Minor league affiliations
- Class: Class D (1906–1907)
- League: Interstate League (1906–1907)

Major league affiliations
- Team: None

Minor league titles
- League titles (0): None

Team data
- Name: Punxsutawney Policemen (1906–1907)
- Ballpark: Punxsutawney Diamond (1906–1907)

= Punxsutawney Policemen =

The Punxsutawney Policemen were a minor league baseball team based in Punxsutawney, Pennsylvania. In 1906 and 1907, the "Policemen" played as members of the Class D level Interstate League, before folding during the 1907 season. Punxsutawney hosted minor league home games at the Punxsutawney Diamond.

==History==
Punxsutawney hosted semi–pro teams prior to beginning full minor league play. In 1900, Baseball Hall of Fame member Rube Waddell was suspended for two months by the Pittsburgh Pirates, during which time he pitched for the Punxsutawney team.

In 1906, Punxsutawney began minor league play, when the Punxsutawney "Policemen" became members of the eight–team Class D level Interstate League. The Bradford Drillers, DuBois Miners, Erie Sailors, Hornell Pigmies, Kane Mountaineers, Oil City Oilers and Olean Refiners teams joined Punxsutawney in beginning league play on May 14, 1906.

The use of the "Policemen" moniker corresponds to the Pennsylvania State Police Troop D policemen being headquartered in Punxsutawney in the era.

Punxsutawney and the other Interstate League franchises operated with a team salary cap of $750 per month for the total roster. The league rules required the host team to guarantee the visiting team $50.00 per game, with a rain guarantee of $25.00. On Saturdays and holidays, the home team's gate receipts were to be divided equally by both teams.

In their first season of play, the Punxsutawney Policemen placed second in the Interstate League. Finishing with a record of 53–45, the Policemen were managed by W.J. Brown. In the final standings, Punxsutawney finished 8.0 games behind the first place Erie Fisherman.

+ + + + +

**WORK TO COMPLETE:**
A - In the passage on the Punxsutawney Policemen, which teams joined Punxsutawney in beginning Interstate League play on May 14, 1906? Name each one.
B - Carry the Punxsutawney Policemen history forward from its last sentence.
The data records after this text play no part in the work.

Data records:
+ + + + +

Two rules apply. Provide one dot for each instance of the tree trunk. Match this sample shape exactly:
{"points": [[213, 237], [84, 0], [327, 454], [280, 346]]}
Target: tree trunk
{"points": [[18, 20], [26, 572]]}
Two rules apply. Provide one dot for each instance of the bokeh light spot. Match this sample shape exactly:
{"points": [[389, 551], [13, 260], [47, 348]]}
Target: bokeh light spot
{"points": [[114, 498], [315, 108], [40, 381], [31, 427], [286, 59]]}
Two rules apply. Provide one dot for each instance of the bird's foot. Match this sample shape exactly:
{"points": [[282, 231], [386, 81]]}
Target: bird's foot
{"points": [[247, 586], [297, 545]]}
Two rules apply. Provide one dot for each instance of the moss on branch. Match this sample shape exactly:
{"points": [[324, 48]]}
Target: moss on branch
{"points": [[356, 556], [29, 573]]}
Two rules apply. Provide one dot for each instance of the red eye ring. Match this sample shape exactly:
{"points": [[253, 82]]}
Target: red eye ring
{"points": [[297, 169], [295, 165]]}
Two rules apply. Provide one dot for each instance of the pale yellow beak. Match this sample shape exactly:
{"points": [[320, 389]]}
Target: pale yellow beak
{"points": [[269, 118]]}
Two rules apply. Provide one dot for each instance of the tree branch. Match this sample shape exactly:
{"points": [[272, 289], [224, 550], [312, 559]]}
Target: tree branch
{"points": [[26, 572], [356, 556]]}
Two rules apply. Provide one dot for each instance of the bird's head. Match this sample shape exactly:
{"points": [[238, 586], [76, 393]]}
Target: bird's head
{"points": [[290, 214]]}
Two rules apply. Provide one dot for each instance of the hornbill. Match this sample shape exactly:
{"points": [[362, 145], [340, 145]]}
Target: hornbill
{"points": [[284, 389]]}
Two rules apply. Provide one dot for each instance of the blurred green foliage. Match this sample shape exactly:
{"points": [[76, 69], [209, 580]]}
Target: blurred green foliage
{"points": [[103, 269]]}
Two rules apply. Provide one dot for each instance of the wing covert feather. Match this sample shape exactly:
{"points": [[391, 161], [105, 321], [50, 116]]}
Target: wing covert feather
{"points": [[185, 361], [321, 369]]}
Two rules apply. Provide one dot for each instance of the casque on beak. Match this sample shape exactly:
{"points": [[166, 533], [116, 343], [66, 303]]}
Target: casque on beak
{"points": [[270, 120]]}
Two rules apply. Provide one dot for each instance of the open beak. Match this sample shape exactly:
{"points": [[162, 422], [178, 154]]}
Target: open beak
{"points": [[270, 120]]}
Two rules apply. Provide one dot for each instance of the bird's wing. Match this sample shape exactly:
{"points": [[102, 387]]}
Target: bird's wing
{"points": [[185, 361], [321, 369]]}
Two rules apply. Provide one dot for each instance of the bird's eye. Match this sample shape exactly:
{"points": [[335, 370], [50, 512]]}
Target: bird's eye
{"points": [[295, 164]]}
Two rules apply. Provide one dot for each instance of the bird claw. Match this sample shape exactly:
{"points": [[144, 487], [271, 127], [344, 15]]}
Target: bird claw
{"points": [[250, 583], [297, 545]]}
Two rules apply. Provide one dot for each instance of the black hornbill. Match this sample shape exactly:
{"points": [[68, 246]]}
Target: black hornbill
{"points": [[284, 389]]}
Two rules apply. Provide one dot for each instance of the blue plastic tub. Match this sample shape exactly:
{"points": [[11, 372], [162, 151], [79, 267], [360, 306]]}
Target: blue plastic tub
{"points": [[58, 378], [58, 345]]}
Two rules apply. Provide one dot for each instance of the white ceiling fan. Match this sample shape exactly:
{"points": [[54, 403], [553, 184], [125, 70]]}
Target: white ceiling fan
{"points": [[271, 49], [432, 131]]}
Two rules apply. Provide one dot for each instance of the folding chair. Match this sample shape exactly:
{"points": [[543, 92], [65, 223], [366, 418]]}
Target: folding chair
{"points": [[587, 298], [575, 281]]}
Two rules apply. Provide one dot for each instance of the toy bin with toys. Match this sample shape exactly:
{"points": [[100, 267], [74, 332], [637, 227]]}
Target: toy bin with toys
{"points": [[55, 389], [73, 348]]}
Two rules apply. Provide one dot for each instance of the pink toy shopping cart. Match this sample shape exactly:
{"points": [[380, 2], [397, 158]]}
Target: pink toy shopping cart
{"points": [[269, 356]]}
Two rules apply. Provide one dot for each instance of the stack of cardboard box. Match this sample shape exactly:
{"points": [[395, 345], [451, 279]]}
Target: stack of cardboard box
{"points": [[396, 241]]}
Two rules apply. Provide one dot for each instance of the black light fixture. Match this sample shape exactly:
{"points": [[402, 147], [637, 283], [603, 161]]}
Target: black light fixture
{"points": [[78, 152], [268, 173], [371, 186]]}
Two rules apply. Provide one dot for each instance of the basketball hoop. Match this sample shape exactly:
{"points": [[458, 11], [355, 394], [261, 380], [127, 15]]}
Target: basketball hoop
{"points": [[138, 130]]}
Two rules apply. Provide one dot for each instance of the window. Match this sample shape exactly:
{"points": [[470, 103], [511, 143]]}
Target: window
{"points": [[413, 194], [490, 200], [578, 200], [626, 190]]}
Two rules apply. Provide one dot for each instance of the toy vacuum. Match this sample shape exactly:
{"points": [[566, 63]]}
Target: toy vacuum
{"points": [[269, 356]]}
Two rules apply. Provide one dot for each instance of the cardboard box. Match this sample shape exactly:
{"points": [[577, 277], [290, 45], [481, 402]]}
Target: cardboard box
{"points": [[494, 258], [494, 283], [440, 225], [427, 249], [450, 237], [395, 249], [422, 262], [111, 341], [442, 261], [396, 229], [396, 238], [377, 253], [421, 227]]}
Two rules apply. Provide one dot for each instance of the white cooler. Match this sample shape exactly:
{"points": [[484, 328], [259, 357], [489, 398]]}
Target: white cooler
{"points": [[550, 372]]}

+ + + + +

**FINAL RESULTS:**
A - Bradford Drillers, DuBois Miners, Erie Sailors, Hornell Pigmies, Kane Mountaineers, Oil City Oilers, Olean Refiners

B -
In their final season, the 1907 Punxsutawney Policemen folded before the season was completed. On August 3, 1907, the Policemen franchise folded. After beginning 1907 play in the eight–team league, Punxsutawney ended their final season with a record of 33–26 as Milt Montgomery and W. J. Brown served as managers. Punxsutawney and the other teams of the Interstate League were plagued by bad weather and corresponding financial troubles in 1907, with Erie being the only league franchise without debt.

The Interstate League continued play in 1908, but the Punxsutawney Policemen did not return as a league franchise. Punxsutawney has not hosted another minor league team.

==The ballpark==
The Punxsutawney Policemen home ballpark was referred to by the local Punxsutawney Spirit newspaper as the "Punxsutawney Diamond." Barclay Square was in use in the era, having begun as a public park in 1822. Today, the park is still in use and hosts the Groundhog Day celebration in Punxsutawney.

==Timeline==

| Year(s) | # Yrs. | Team | Level | League | Ballpark |
|---|---|---|---|---|---|
| 1906–1907 | 2 | Punxsutawney Policemen | Class D | Interstate League | Punxsutawney Diamond |

== Year–by–year records ==

| Year | Record | Finish | Manager | Playoffs/notes |
|---|---|---|---|---|
| 1906 | 53–45 | 2nd | W. J. Brown | No playoffs held |
| 1907 | 33–26 | NA | Milt Montgomery / W.J. Brown | Team folded August 3 |

==Notable alumni==

- Jim Clark (1906)
- Bob Dresser (1906)
- John McDonald (1906)
- Roxey Roach (1906-1907)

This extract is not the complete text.